## Extracted data

## start

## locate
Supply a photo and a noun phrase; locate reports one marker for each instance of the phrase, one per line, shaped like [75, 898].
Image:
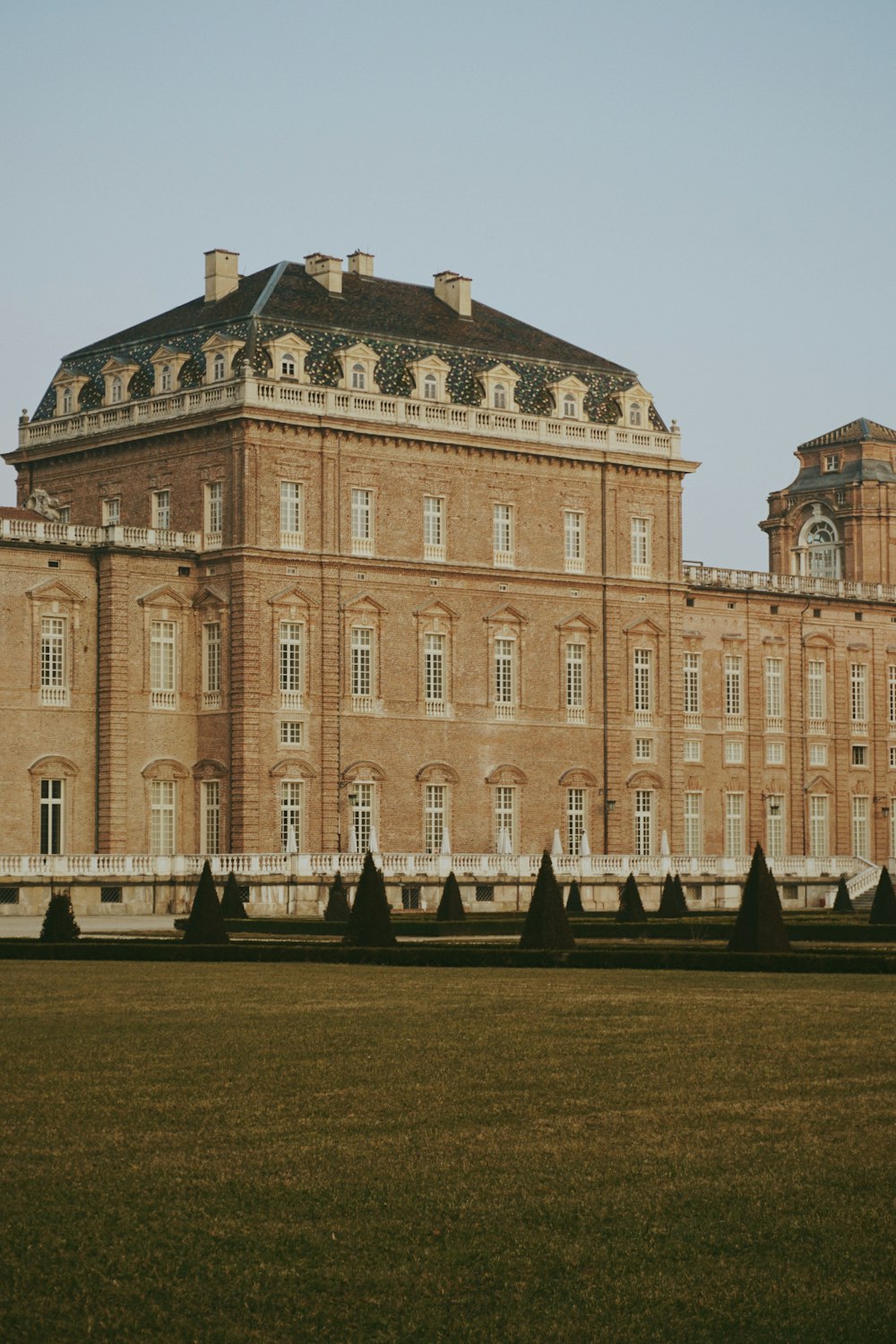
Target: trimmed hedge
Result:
[422, 954]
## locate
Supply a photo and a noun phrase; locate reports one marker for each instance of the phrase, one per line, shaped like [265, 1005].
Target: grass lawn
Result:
[362, 1153]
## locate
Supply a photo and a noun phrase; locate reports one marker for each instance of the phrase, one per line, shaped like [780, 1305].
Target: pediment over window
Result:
[506, 774]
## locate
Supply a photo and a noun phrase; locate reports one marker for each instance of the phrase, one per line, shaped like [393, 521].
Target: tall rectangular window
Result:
[640, 547]
[362, 521]
[292, 664]
[435, 668]
[575, 682]
[211, 666]
[292, 515]
[575, 820]
[363, 667]
[817, 698]
[774, 688]
[505, 819]
[573, 542]
[51, 816]
[858, 693]
[643, 800]
[161, 667]
[435, 816]
[433, 527]
[54, 688]
[503, 534]
[290, 814]
[818, 825]
[643, 682]
[163, 796]
[694, 823]
[214, 513]
[734, 685]
[860, 828]
[775, 825]
[161, 510]
[735, 843]
[692, 683]
[210, 808]
[362, 801]
[504, 675]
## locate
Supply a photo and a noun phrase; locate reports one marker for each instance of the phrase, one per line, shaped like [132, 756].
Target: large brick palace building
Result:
[320, 559]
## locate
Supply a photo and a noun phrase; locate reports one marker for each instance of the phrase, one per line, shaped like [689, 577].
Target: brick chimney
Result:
[325, 271]
[222, 276]
[454, 290]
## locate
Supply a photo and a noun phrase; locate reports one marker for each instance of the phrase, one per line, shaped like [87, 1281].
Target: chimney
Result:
[360, 263]
[222, 276]
[325, 271]
[454, 290]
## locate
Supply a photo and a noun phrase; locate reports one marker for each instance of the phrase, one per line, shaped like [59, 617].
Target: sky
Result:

## end

## Short task
Each record above must be returned exactly as written, with its pictures omitted.

## Finished task
## locate
Supply a photo and a noun phrase; locate reports one marker for each instance of the phrase, one per line, shaped like [75, 898].
Image:
Target: trimmed hedge
Result:
[422, 954]
## locate
Supply a photo and a noun phrase; locate reports one marker for each instance of the phrase, one per line, shaped like [265, 1005].
Target: grass lawn
Result:
[362, 1153]
## locate
Supply a photo and a noun phrase; locate reports one marker for each instance of the phrase, one per line, shaped like [780, 1305].
Target: pediment over window
Result:
[506, 774]
## locate
Supply a photo and a noun phrase; locate reports one marker for each instance of the phrase, one per line, shaped like [393, 521].
Target: tall rectangular window
Result:
[640, 547]
[362, 521]
[292, 664]
[435, 668]
[575, 682]
[211, 666]
[292, 515]
[575, 820]
[363, 667]
[817, 698]
[774, 688]
[505, 819]
[573, 542]
[51, 816]
[858, 693]
[643, 800]
[161, 667]
[435, 816]
[433, 527]
[54, 688]
[503, 534]
[290, 814]
[818, 825]
[643, 682]
[163, 796]
[694, 823]
[214, 513]
[734, 685]
[860, 828]
[775, 825]
[161, 510]
[735, 843]
[692, 683]
[210, 808]
[362, 801]
[504, 675]
## locate
Supply a photo and a noun phrase; locate reports one marker for each instance of the phrase, one per line, shaped like [132, 756].
Target: large brick palace building
Result:
[320, 559]
## locate
Supply a photo and a noun phrase; locate reports one marker for each instance of the phrase, one per line, shaped like [689, 577].
Target: brick chimney
Result:
[325, 271]
[222, 276]
[454, 290]
## locate
Supply a photo and a noun phrase; locate reports one marker for each instance of the phrase, one per line, shaped like [87, 1281].
Target: chimney
Result:
[360, 263]
[222, 276]
[325, 271]
[454, 290]
## locate
Supply a photo and a noun phrase; locate reports one marker for each instance of the phrase, one per line, shaped like [59, 617].
Target: sky
Result:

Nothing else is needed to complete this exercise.